Point placement records:
....
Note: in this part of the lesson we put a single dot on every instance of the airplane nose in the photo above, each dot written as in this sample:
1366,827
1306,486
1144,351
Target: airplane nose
....
◆ **What you have to do**
Copy every line of the records above without any change.

◆ **Result of the exercise**
Note: in this part of the lesson we put a single dot on every instance of the airplane nose in the photo above, each dot written as in this sample:
1366,827
1306,486
1144,351
Target: airplane nose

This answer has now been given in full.